Text under study =
§ §

Not for the first time, the message is don't trust Google to prop up your site. Or, perhaps don't trust the word of Google at all, according to the very many analysts and organisations who say Google is lying when it claims its AI Mode does not reduce traffic to websites.
There is interesting insight into the displaced relationship between publishers and Google from the COO of UK media group Iliffe Media - as committed a supporter of regional and local news as you will find. Ian Carter and industry colleagues were recently invited to the hallowed surrounds of Google's UK HQ for discussion with the firm's face of search, Danny Sullivan, and, well... judge for yourself if you feel like it sounds like a trusting relationship.
Ironically, where Google offers a B2B service, its forward signalling can be very good. As an example, the slow departure of Universal Analytics in favour of GA4 was managed over nearly four years, plenty of time to plan and for admins and devs to get tired of the reminders. There was very good reason for this of course: Discover is of no financial significance to Google - which is what it makes it so risky - while having Google Analytics on 80% of sites which collect data is of untold value to the firm.
Golden goose, or golden noose?
We all love new features and innovations, but in enterprise and business technology it's better to get bored of reminders than surprised by a shutdown. One of the many reasons we work with AWS is for being the best at allowing our CTO and Devops teams - and thus our customers - to sleep soundly at night.
There is a major issue of trust in AI across the board.
While regulations outlawing the ludicrous claims of some AI firms are growing teeth, public trust of AI is low, especially when suspected of being used to create news and media - reiterated by fresh research from the Online News Association.
The truth is, while trust in AI is low, AI itself can be fixed. It is just a tool. Like anything else, it's how it is used that matters.
It is the actions of the companies behind many of the AIs which may do more damage to our trust in the long run.

§ §

Stored records:
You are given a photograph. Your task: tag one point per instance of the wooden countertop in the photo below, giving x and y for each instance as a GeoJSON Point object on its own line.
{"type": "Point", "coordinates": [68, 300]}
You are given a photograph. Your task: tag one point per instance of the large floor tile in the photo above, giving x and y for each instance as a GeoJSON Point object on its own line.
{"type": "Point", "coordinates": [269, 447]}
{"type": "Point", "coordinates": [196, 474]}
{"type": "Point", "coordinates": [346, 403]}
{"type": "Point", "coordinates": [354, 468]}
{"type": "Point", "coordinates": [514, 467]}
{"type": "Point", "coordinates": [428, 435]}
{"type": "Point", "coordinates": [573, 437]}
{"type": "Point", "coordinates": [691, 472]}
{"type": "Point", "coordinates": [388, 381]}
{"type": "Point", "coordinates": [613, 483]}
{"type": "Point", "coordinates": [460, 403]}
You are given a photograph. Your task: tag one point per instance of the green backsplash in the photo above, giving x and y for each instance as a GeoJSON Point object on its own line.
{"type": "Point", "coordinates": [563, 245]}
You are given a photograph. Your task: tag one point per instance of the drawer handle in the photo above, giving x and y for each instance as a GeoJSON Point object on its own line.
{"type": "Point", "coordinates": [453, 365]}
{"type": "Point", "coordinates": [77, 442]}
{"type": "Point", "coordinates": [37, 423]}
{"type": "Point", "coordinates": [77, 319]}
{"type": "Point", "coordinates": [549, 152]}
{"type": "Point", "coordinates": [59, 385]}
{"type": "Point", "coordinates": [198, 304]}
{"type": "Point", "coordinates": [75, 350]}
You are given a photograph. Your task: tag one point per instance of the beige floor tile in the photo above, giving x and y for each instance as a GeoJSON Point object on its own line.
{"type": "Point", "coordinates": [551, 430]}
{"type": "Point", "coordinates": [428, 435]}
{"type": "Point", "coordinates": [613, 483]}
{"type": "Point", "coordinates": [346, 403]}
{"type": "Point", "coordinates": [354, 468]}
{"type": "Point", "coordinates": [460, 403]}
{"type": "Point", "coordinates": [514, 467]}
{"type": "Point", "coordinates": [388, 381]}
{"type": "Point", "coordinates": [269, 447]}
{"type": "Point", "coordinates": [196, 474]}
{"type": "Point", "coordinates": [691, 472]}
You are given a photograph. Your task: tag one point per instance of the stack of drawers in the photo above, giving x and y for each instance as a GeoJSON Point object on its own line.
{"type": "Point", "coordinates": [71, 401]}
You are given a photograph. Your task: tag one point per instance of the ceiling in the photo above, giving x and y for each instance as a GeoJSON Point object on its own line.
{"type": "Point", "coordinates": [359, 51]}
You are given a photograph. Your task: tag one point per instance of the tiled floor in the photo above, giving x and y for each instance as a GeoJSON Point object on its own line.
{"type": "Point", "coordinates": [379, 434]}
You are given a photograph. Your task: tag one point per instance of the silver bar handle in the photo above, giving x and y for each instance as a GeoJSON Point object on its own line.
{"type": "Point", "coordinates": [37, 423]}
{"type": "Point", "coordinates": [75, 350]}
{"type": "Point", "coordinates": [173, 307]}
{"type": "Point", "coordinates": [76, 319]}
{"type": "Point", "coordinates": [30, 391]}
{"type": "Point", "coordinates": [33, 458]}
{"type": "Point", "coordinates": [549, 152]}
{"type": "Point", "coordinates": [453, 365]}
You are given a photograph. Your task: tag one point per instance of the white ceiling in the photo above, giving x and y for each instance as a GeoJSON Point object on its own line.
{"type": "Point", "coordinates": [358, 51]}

§ §

Exercises to complete =
A - Translate this sentence from the article on trust in Google and AI into Spanish: "There is a major issue of trust in AI across the board."
B - Reproduce the passage of the article on trust in Google and AI that opens with the words containing "We all love" and closes with "Online News Association.".
These entries come from a separate source.

Results by task =
A - Hay un problema importante de confianza en la IA en todos los ámbitos.

B -
We all love new features and innovations, but in enterprise and business technology it's better to get bored of reminders than surprised by a shutdown. One of the many reasons we work with AWS is for being the best at allowing our CTO and Devops teams - and thus our customers - to sleep soundly at night.
There is a major issue of trust in AI across the board.
While regulations outlawing the ludicrous claims of some AI firms are growing teeth, public trust of AI is low, especially when suspected of being used to create news and media - reiterated by fresh research from the Online News Association.